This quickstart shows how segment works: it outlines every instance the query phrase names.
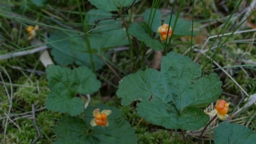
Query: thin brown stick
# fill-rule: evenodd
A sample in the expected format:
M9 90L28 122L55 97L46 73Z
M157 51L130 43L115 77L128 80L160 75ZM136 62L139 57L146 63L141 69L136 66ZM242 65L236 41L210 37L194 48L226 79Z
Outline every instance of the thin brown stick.
M207 128L209 125L210 125L210 124L211 123L211 122L212 122L216 117L217 115L215 115L215 116L213 117L213 118L212 118L211 120L209 122L208 122L208 123L207 123L205 127L203 130L203 131L202 131L201 134L200 135L200 137L199 137L199 141L198 142L198 144L201 144L201 139L202 139L202 136L203 136L203 134L206 129L206 128Z
M186 137L185 137L185 134L184 134L184 131L183 130L181 130L181 133L182 134L182 137L183 137L183 141L185 144L187 144L187 141L186 141Z
M32 144L35 144L37 141L38 139L41 137L41 133L40 132L39 127L38 127L37 125L37 121L35 118L35 106L34 106L34 104L32 104L32 114L33 115L33 122L34 122L34 126L37 132L37 137L34 139L33 142L32 142Z
M111 18L104 18L104 19L99 19L96 20L95 20L94 21L94 22L95 23L95 25L94 25L94 26L93 27L93 29L94 29L96 27L96 25L99 23L100 21L104 21L104 20L109 20L109 19L114 19L114 20L116 20L116 19L120 16L122 13L124 13L125 12L129 10L129 9L130 9L130 8L131 8L131 7L133 5L133 4L135 3L135 1L136 1L136 0L134 0L133 2L133 3L131 4L131 5L130 5L126 9L125 9L124 11L121 12L121 13L120 13L117 15L116 16L113 16Z

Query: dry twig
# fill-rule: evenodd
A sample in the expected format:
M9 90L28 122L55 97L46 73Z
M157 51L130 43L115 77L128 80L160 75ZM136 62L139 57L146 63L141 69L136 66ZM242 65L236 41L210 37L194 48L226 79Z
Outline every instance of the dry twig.
M39 129L39 127L37 125L37 121L35 118L35 106L33 104L32 104L32 115L33 115L33 122L34 122L34 125L35 128L35 129L37 130L37 136L35 138L32 144L35 144L38 139L41 137L41 133L40 132L40 130Z

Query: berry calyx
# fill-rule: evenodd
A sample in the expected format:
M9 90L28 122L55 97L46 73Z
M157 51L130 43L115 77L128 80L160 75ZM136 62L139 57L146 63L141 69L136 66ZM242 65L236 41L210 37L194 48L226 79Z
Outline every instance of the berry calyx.
M169 31L168 28L169 27ZM166 24L163 24L162 26L158 27L157 29L157 32L160 34L160 38L162 41L165 41L166 39L170 39L171 36L173 33L172 29L171 27ZM168 33L168 37L167 37L167 33Z
M104 113L98 113L95 116L95 123L97 125L104 126L107 123L107 115Z

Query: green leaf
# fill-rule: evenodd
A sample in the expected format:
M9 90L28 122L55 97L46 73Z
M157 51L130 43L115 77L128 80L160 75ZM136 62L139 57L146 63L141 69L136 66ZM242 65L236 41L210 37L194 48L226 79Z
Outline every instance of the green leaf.
M161 72L147 69L125 77L117 91L122 104L141 102L137 110L153 123L170 129L194 130L209 120L198 107L216 100L221 82L216 74L201 77L199 65L174 52L162 60Z
M99 9L108 11L120 11L120 8L131 5L134 0L89 0L91 3ZM138 3L139 0L136 0Z
M146 45L156 51L163 49L164 45L159 40L154 39L147 32L148 29L144 29L142 26L143 23L139 24L133 23L128 29L128 32L136 37L138 40L142 41ZM151 34L151 33L150 33Z
M175 19L176 16L174 15L173 15L171 17L171 27L173 29L173 26L174 25L174 23L175 22ZM171 19L171 16L165 20L165 23L169 24L169 21ZM184 19L179 18L178 19L177 23L176 23L176 26L175 27L175 29L174 31L173 32L173 34L174 35L177 35L180 37L182 37L185 35L191 35L191 33L192 31L191 30L192 28L192 23L187 21ZM197 33L195 32L193 32L193 35L196 35Z
M46 71L51 93L45 105L47 109L55 112L67 112L71 115L80 114L83 105L81 100L75 97L76 94L91 94L101 86L94 74L85 67L71 70L51 65Z
M151 24L151 22L152 21L152 19L153 18L153 16L154 15L154 12L155 9L153 8L152 10L152 13L151 13L151 18L150 19L150 21L149 24L149 26ZM150 9L148 9L146 10L145 12L145 14L144 15L144 19L146 21L146 22L147 23L149 21L149 16L150 15ZM162 17L162 14L160 12L160 11L157 9L155 10L155 16L154 17L154 19L153 20L153 21L152 22L152 25L151 27L151 29L152 32L154 32L155 33L157 33L157 28L158 27L161 26L162 25L162 21L161 21L161 18Z
M30 1L36 6L40 7L43 6L47 0L30 0Z
M214 143L254 144L256 133L248 128L236 123L221 123L214 129Z
M53 48L51 54L53 56L54 61L61 66L67 66L75 63L91 68L89 51L85 41L82 37L78 37L77 34L70 32L68 34L59 30L55 30L50 34L48 40L51 42L68 37L71 38L47 45ZM122 29L109 31L104 34L94 34L89 37L96 70L105 65L96 54L101 55L104 51L110 48L128 44L126 37L125 31ZM109 57L107 53L104 55L105 57Z
M58 136L54 144L82 144L99 142L96 138L87 133L88 130L85 121L82 118L65 116L57 122L54 128L54 133Z
M122 117L117 109L104 104L89 107L85 109L85 115L93 116L93 112L99 108L100 111L110 109L112 113L108 116L108 127L92 127L90 122L92 118L65 117L58 122L54 128L57 136L57 144L136 144L137 139L134 131L127 121Z
M95 21L100 19L110 18L113 16L113 14L108 11L101 9L91 9L86 13L86 19L88 24L89 29L92 29L95 26ZM117 21L113 19L104 20L100 21L96 25L96 29L94 29L93 33L107 32L108 31L117 29L122 29L121 24ZM126 34L124 30L119 29L123 31L124 35Z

------------------------------

#### Required task:
Copy the entries above from their first line through the line containing "Outline every instance of the thin", both included, and leave out the pictures.

#### Finished exercise:
This quickstart shows how segment works: it outlines every instance the query phrase names.
Query: thin brown stick
# fill-rule: evenodd
A sample in the expected format:
M9 90L28 122L55 97L46 73Z
M157 51L130 43L115 77L128 80L160 75ZM136 62L139 57L146 63L141 69L136 66ZM242 65L236 41L210 37L194 48L226 79Z
Outline every instance of the thin brown stick.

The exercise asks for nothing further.